TASK DESCRIPTION: Below is a block of entries; repeat exactly the lines starting at the line that contains "# segment the flying paper" and ending at the line that contains "Segment every instance of the flying paper.", both included.

DATA:
BEGIN
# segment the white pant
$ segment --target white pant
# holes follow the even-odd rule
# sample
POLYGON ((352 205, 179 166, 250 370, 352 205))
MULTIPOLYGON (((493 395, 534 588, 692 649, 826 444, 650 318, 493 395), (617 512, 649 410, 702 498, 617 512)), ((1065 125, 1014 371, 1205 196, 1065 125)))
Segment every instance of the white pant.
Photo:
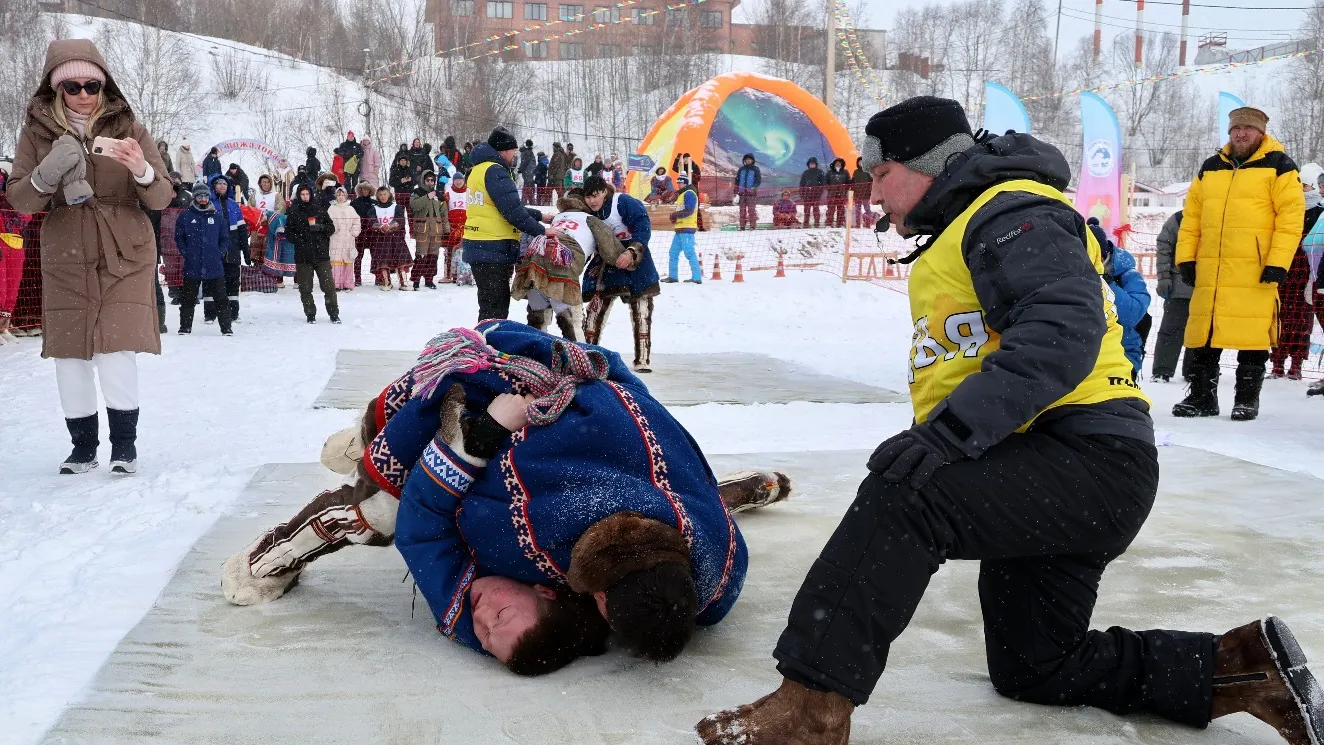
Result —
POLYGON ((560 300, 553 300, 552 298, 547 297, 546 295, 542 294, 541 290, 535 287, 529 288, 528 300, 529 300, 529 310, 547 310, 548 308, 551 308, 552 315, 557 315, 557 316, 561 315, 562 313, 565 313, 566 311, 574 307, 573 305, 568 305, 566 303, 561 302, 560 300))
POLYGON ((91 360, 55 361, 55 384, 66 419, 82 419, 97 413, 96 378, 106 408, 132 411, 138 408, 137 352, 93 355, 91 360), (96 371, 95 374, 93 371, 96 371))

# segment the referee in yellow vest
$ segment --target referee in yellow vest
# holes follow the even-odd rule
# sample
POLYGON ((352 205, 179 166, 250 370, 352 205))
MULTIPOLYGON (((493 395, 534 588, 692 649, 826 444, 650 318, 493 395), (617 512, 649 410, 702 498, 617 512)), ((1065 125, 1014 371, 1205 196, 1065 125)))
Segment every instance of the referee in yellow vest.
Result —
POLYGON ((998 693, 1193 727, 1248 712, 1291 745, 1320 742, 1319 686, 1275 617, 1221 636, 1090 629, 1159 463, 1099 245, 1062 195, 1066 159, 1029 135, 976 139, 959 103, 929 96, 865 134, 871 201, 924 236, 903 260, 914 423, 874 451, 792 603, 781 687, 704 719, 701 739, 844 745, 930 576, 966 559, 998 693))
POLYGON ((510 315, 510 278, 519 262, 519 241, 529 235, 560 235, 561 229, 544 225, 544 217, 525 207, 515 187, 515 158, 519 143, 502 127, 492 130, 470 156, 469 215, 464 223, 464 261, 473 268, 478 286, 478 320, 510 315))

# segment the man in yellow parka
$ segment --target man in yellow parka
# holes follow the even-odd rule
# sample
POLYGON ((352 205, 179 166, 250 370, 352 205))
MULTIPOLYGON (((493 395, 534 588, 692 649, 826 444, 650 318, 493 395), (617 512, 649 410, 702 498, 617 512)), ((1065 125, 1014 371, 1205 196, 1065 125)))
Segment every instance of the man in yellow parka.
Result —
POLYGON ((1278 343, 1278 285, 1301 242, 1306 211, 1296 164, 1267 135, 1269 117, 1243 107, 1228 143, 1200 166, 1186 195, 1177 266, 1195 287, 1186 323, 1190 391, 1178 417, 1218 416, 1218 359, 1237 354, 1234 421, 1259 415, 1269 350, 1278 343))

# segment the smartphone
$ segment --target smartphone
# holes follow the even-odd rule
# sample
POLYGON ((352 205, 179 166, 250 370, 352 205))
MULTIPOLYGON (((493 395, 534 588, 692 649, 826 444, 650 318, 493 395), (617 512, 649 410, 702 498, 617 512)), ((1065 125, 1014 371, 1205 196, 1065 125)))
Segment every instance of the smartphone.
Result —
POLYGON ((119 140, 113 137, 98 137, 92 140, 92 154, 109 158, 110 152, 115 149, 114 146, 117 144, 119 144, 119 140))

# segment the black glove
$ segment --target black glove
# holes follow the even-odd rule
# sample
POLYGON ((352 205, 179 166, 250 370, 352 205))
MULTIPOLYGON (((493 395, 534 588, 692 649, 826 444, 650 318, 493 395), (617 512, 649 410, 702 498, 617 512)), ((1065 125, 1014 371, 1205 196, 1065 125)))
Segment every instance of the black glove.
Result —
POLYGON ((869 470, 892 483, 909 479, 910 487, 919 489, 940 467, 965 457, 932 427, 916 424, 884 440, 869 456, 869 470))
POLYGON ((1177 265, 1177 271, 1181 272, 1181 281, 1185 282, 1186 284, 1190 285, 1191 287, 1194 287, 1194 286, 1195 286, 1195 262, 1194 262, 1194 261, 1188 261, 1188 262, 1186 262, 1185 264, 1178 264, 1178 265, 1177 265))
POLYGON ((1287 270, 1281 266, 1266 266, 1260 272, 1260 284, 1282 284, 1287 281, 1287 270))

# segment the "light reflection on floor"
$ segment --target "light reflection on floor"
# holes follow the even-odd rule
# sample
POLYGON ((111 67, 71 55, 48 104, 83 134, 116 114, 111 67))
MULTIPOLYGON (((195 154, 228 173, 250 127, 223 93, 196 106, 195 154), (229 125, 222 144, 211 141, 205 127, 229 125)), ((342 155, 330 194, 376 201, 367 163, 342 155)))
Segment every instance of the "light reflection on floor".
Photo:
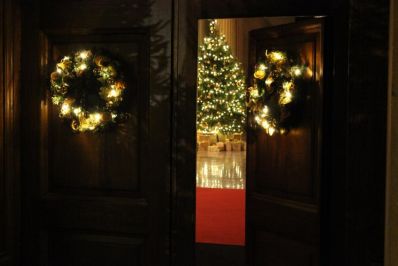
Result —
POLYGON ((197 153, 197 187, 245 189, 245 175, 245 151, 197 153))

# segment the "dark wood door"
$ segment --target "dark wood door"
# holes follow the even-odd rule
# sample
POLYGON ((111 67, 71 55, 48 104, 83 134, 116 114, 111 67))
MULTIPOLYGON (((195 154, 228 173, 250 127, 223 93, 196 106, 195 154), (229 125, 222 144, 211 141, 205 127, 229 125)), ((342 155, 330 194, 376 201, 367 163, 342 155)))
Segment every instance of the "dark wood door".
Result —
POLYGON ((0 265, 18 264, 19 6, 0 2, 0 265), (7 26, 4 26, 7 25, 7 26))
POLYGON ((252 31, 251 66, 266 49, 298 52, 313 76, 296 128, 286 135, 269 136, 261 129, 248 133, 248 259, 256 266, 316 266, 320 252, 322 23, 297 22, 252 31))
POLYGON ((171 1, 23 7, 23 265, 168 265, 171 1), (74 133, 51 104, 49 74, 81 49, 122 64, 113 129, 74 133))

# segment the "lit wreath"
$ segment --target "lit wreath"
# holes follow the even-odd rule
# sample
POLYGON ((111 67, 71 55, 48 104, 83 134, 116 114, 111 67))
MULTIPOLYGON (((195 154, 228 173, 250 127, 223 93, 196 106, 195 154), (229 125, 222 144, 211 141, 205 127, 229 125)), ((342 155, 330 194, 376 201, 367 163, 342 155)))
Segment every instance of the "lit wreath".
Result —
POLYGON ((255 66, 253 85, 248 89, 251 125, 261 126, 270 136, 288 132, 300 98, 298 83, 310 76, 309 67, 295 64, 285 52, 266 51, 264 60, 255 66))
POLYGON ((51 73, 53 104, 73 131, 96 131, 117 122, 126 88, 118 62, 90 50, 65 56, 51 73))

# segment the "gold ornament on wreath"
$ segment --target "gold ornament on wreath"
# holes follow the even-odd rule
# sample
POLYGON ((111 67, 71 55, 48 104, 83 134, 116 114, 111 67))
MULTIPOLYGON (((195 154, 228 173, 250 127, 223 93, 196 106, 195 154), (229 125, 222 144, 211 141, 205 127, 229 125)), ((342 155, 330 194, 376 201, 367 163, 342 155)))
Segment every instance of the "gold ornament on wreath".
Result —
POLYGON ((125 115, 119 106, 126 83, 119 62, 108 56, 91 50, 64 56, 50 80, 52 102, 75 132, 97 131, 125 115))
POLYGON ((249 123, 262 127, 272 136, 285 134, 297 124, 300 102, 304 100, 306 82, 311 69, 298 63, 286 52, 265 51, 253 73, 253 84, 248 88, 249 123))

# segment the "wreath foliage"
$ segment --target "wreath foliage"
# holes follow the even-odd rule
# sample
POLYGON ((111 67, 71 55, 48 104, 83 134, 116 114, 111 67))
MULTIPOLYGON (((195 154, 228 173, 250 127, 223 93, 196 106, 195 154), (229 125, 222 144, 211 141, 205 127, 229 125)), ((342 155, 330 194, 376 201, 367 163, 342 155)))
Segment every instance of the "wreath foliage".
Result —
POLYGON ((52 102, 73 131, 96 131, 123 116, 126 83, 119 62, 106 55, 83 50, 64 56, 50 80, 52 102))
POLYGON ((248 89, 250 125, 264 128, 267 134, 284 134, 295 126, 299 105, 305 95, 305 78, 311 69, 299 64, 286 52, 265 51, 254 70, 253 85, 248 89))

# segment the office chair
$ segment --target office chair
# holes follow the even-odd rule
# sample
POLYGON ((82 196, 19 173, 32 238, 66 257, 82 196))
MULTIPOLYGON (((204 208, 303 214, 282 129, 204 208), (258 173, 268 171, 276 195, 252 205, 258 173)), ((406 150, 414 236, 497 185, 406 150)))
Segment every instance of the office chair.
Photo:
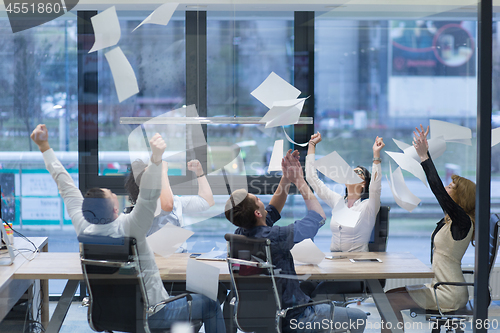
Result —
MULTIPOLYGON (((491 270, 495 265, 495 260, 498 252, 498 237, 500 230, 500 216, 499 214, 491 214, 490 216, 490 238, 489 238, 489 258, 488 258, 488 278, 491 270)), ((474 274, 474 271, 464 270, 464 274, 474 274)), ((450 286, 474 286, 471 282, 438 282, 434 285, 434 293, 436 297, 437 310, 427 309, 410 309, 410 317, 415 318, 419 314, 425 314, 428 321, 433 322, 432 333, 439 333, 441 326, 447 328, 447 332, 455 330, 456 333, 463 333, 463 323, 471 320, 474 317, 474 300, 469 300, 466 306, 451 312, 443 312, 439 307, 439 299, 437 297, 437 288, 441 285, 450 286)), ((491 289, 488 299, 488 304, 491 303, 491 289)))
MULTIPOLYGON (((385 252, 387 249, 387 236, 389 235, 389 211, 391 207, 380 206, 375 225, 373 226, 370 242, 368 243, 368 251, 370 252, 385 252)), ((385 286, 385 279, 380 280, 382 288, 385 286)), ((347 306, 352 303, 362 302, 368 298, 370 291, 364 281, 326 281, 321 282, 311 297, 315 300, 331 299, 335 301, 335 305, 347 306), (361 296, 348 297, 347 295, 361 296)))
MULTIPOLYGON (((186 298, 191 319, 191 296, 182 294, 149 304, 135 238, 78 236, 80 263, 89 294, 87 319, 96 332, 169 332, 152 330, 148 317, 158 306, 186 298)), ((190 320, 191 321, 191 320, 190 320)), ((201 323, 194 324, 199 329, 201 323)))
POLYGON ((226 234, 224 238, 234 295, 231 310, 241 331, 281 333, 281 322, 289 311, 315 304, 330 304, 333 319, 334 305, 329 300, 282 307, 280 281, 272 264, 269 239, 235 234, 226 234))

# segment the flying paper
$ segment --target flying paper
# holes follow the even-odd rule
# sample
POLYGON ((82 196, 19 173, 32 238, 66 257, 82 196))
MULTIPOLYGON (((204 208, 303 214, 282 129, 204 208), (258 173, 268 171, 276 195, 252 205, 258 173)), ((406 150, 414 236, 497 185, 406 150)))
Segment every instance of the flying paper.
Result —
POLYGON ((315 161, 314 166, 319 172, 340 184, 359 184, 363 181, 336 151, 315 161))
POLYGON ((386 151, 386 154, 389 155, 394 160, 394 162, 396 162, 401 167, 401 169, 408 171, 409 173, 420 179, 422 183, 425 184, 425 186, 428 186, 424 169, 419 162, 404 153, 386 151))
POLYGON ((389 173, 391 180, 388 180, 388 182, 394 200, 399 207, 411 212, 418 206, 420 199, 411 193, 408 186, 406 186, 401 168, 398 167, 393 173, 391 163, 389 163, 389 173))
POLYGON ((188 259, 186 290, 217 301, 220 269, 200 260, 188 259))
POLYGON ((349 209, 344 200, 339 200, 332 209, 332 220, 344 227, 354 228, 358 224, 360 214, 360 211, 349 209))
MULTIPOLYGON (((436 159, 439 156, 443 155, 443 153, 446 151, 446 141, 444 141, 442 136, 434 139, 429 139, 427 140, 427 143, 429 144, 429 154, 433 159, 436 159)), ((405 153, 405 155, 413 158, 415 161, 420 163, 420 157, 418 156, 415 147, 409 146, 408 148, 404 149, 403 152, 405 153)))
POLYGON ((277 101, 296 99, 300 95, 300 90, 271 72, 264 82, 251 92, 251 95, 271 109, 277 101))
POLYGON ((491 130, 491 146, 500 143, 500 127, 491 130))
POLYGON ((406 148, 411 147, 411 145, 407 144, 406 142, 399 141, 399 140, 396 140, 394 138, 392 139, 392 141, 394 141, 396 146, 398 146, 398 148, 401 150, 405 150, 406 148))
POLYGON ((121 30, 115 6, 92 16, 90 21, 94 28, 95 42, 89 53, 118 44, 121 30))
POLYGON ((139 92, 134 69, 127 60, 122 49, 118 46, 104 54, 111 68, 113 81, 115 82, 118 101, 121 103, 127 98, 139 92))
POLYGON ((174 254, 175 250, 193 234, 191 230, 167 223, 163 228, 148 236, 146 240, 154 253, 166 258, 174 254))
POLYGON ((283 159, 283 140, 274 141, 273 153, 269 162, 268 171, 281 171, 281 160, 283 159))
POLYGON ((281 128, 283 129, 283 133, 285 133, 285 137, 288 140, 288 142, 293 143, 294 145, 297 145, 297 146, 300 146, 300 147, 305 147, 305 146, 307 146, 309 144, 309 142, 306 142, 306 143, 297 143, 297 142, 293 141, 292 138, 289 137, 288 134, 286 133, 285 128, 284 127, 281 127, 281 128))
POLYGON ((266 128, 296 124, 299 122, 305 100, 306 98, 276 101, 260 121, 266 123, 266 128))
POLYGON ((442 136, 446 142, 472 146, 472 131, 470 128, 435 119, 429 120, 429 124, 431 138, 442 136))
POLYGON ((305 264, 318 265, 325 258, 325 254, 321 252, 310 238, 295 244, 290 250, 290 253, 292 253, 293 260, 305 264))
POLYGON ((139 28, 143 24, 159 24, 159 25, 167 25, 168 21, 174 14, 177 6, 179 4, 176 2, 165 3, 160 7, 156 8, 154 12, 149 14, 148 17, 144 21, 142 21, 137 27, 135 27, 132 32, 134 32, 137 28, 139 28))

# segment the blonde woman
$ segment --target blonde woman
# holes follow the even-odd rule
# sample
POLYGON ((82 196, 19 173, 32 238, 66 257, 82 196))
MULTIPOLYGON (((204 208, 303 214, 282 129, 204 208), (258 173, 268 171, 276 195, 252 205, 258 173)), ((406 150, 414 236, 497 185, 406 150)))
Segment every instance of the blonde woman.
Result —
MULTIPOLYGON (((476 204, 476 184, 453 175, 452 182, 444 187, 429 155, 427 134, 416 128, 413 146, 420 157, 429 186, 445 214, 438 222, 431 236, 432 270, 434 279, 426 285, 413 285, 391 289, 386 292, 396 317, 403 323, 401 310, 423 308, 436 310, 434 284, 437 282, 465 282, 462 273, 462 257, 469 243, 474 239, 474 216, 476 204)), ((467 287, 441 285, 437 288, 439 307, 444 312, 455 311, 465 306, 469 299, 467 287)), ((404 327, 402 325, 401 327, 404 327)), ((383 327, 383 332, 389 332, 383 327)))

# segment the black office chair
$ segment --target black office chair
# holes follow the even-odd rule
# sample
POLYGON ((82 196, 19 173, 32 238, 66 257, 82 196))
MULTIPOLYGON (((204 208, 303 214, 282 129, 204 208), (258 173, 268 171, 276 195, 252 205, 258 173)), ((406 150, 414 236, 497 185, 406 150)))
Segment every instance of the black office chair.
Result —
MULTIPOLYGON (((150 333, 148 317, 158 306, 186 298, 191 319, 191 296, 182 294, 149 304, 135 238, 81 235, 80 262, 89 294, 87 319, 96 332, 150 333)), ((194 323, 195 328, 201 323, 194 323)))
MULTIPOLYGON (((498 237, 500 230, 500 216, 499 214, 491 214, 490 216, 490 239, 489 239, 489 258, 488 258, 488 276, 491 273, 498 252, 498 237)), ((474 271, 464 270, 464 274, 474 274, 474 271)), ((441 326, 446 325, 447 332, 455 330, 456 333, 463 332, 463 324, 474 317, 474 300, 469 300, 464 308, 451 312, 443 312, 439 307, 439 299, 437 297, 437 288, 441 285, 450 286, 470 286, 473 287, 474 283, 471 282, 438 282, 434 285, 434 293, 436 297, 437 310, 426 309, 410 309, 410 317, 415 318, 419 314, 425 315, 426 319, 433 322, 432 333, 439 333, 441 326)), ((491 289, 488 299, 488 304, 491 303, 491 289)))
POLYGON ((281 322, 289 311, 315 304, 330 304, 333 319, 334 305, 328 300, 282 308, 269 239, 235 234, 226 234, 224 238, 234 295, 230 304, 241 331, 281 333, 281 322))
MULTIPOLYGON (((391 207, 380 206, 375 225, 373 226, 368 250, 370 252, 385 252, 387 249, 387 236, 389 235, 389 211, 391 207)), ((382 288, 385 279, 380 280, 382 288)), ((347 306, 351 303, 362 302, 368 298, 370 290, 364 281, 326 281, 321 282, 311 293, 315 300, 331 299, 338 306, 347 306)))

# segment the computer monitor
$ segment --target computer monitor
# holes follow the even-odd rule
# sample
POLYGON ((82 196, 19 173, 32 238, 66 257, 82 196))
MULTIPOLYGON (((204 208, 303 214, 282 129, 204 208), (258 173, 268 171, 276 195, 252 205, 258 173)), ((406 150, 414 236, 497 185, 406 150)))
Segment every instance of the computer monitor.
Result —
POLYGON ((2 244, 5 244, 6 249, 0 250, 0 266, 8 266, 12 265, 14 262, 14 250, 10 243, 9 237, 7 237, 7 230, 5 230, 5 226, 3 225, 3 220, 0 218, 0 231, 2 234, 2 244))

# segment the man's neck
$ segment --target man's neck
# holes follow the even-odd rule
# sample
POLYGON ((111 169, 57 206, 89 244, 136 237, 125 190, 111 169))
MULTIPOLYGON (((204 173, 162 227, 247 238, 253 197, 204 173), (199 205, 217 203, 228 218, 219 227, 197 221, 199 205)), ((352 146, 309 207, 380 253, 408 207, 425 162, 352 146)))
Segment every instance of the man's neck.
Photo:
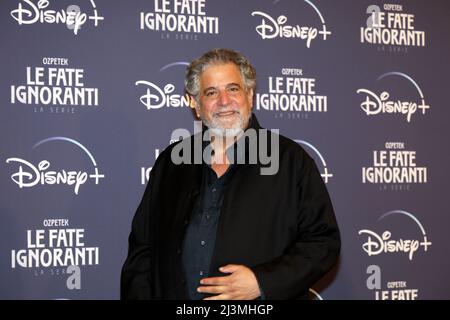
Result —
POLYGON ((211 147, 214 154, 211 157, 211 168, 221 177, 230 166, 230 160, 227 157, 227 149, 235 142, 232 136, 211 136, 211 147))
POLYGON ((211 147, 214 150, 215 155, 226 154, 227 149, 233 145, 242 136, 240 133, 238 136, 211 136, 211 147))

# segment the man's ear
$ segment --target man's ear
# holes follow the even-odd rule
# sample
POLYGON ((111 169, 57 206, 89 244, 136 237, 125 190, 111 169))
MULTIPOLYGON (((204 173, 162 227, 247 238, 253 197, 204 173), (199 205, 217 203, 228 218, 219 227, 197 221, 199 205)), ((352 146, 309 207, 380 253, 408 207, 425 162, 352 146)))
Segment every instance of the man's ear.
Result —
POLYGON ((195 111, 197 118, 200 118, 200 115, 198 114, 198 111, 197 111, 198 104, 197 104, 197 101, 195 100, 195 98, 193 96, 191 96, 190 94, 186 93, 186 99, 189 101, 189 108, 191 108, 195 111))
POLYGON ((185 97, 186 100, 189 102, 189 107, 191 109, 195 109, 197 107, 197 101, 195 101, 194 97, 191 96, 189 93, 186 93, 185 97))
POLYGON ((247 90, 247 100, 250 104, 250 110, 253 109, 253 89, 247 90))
END
TASK ANSWER:
# segment the flying paper
$ segment --target flying paper
# holes follow the even-odd rule
# sample
POLYGON ((82 196, 19 173, 32 238, 66 257, 82 196))
MULTIPOLYGON (((204 208, 303 214, 282 129, 204 208), (258 173, 268 171, 276 195, 252 205, 258 173)), ((406 150, 414 236, 497 185, 406 150)))
Segment every instance of the flying paper.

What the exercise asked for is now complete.